• _Activity_
Give back exactly the lines of the entries below from the line with "Target: tram destination sign" to the line with "Target: tram window", inclusive, and only those.

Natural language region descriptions
[Start of Attachment]

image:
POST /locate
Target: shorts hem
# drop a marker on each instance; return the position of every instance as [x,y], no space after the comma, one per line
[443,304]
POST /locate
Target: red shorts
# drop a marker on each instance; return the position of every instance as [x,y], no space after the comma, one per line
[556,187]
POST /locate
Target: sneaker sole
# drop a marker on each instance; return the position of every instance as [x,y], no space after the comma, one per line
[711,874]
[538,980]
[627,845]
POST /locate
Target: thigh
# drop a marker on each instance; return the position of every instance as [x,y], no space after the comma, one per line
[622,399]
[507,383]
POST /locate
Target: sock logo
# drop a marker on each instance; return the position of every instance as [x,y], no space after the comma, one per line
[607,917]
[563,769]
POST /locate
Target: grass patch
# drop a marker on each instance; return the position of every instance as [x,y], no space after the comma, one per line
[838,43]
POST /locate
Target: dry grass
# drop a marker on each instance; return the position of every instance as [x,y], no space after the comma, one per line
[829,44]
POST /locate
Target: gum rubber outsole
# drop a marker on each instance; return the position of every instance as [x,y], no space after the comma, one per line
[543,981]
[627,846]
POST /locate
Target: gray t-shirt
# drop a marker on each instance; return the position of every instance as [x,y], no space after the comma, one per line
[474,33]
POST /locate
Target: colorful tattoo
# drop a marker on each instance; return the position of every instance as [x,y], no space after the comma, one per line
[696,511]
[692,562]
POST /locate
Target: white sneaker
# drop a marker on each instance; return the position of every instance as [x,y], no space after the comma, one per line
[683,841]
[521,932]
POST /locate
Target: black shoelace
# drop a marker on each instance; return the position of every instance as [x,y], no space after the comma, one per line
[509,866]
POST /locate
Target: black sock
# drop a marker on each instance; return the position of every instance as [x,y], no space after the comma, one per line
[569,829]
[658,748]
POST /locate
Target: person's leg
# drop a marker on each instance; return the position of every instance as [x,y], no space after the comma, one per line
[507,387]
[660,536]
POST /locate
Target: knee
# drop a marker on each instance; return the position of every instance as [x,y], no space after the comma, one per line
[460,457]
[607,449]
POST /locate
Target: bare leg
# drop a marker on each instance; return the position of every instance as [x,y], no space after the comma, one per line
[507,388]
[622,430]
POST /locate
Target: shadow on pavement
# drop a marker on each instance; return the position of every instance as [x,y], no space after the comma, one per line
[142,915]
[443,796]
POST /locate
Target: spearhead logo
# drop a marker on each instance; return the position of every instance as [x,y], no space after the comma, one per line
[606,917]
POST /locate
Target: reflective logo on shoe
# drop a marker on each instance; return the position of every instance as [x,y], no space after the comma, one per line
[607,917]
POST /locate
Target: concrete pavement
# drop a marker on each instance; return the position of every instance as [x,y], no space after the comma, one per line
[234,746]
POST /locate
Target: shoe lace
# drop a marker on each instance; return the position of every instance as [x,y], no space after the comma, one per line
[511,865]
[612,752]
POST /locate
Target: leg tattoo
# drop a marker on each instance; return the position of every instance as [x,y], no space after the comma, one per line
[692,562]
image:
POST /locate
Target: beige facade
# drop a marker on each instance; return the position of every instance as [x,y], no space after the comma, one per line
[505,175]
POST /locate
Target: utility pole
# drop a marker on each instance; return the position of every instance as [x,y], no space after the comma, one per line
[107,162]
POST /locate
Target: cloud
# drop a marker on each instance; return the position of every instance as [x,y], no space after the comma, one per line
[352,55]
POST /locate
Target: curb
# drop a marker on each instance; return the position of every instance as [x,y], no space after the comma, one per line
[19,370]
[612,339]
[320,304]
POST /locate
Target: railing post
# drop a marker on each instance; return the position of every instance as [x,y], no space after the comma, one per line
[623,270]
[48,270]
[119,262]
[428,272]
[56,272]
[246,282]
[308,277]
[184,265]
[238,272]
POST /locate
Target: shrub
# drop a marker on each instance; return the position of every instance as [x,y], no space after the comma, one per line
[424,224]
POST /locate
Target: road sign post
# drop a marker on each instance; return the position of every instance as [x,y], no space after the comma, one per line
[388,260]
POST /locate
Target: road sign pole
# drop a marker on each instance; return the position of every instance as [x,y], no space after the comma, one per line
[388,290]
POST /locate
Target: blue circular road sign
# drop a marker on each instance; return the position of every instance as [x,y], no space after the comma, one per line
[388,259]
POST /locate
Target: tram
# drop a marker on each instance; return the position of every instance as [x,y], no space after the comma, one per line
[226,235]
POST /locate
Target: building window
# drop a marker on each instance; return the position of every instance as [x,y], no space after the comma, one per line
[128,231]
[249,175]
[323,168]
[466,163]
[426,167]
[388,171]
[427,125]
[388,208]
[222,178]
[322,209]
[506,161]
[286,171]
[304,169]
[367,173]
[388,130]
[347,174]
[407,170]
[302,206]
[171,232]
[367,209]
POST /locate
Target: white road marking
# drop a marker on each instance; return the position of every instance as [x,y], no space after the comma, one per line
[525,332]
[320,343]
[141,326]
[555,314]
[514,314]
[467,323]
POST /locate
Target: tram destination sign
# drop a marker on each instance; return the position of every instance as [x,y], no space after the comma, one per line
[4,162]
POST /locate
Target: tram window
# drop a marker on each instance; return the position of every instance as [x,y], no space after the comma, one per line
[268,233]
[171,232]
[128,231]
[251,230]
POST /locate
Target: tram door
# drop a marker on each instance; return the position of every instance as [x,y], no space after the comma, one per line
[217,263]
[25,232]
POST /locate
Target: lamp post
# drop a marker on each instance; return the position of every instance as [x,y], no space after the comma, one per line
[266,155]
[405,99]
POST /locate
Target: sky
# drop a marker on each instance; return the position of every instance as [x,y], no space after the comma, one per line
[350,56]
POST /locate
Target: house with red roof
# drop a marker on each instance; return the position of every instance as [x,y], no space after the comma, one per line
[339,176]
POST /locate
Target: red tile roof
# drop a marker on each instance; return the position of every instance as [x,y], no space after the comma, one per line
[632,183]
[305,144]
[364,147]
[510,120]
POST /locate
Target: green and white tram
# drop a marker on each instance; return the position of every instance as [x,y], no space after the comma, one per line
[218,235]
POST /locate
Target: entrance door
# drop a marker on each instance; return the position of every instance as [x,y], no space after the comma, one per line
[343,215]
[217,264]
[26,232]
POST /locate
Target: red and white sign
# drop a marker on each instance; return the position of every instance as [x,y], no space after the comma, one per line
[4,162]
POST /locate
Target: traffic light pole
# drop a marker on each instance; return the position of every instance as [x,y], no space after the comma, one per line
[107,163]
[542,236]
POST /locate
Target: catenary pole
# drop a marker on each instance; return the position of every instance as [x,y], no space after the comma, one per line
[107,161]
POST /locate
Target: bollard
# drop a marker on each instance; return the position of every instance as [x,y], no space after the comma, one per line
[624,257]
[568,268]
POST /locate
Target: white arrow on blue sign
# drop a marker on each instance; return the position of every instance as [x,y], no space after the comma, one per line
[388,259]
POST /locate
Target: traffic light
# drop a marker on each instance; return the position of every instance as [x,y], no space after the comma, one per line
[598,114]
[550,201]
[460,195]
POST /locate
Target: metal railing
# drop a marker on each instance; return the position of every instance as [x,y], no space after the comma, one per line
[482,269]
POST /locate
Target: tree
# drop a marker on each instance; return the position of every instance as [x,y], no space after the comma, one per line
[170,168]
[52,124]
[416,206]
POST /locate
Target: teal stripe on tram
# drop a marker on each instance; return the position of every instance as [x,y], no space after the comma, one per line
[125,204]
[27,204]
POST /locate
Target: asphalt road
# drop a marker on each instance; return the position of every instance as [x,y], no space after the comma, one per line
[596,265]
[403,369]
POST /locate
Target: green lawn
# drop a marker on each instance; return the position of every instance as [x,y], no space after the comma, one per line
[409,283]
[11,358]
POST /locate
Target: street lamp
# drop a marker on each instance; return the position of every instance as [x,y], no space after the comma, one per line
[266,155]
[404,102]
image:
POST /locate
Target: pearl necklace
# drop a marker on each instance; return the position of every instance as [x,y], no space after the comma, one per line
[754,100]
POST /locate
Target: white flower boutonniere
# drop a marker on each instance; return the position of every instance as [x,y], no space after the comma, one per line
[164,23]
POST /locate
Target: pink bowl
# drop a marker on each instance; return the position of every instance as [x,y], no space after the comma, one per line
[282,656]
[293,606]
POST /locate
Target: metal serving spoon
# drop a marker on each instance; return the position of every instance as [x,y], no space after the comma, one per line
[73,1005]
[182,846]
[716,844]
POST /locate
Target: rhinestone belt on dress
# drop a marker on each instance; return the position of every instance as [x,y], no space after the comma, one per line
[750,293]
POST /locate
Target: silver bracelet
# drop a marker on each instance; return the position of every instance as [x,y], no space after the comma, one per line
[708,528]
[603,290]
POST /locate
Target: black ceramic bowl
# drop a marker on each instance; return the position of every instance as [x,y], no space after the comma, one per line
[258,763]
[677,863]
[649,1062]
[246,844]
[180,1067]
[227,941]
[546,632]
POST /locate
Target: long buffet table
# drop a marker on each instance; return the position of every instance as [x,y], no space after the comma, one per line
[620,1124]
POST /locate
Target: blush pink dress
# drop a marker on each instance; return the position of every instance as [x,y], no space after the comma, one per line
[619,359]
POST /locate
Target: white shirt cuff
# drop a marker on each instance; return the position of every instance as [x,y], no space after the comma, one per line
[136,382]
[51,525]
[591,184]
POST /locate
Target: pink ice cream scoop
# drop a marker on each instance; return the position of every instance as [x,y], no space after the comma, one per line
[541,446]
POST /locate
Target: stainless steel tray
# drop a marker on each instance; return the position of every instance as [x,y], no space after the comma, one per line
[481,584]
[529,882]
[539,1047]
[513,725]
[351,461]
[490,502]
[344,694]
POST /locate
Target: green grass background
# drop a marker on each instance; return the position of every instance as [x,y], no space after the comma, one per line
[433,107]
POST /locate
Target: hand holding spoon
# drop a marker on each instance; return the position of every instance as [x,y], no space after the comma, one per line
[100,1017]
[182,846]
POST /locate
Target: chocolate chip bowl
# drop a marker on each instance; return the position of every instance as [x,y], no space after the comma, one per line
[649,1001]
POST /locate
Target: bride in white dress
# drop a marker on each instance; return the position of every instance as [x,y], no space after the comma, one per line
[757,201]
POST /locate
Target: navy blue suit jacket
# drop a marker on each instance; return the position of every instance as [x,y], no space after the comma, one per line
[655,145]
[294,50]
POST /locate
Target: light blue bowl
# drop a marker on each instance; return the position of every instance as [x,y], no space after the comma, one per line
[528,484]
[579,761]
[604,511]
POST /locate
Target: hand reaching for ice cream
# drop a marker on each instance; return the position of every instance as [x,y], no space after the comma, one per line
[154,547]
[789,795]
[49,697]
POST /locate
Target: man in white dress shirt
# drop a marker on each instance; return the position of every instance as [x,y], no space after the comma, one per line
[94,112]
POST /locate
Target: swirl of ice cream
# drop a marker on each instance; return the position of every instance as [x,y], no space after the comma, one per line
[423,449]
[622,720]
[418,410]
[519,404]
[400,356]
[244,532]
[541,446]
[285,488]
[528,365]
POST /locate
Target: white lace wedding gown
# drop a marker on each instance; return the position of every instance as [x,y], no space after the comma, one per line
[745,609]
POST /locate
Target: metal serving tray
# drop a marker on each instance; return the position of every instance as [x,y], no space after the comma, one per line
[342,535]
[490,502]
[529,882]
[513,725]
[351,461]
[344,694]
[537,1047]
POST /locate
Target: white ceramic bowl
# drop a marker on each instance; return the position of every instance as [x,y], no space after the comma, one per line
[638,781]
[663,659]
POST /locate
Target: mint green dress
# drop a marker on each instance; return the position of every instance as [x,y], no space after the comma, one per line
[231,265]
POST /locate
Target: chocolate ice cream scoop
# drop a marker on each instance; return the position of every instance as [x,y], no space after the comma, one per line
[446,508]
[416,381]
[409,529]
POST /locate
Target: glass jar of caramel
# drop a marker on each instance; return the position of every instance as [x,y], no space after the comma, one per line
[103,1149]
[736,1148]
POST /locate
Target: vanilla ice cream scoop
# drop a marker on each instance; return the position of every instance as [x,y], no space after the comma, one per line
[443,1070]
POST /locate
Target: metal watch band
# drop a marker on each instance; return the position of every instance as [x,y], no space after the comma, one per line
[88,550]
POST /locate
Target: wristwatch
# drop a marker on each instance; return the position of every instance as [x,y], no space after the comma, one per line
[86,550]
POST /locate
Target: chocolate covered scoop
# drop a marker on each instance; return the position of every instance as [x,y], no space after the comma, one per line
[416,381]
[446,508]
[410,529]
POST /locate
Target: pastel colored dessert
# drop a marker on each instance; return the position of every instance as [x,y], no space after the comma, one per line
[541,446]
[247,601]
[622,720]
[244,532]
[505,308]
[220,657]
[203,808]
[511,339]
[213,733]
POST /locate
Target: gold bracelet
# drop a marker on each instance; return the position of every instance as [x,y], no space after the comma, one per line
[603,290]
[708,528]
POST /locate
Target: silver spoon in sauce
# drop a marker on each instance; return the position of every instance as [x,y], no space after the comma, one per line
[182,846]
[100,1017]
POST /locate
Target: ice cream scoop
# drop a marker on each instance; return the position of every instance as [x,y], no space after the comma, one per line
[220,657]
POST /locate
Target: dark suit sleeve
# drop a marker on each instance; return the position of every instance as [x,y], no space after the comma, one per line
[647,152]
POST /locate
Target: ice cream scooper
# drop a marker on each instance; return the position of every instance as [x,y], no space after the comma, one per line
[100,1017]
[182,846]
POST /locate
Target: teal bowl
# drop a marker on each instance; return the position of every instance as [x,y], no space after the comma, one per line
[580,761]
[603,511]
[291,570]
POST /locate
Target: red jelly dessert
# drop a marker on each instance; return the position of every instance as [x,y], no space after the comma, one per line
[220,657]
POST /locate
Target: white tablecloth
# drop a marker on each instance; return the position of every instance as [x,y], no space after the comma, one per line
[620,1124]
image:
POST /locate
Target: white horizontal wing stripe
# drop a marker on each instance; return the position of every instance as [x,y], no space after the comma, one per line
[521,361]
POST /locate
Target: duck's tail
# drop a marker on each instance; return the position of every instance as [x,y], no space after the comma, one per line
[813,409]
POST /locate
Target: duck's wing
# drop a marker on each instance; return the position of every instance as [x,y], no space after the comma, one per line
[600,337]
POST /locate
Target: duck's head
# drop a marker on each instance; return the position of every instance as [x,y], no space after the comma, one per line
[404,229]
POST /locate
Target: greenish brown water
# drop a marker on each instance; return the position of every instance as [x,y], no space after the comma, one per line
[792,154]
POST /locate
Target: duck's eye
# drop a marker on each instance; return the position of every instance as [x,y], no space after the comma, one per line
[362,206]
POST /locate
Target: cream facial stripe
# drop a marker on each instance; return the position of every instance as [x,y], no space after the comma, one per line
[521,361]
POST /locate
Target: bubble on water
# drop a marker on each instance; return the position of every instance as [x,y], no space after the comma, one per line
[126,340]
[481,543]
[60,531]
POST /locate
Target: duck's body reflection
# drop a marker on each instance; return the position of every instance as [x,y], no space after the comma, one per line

[End of Attachment]

• _Written solution_
Target: tram destination sign
# drop a marker on each instance; return the position of every instance as [x,y], no space after the comma, one per line
[4,162]
POST /locate
Target: tram window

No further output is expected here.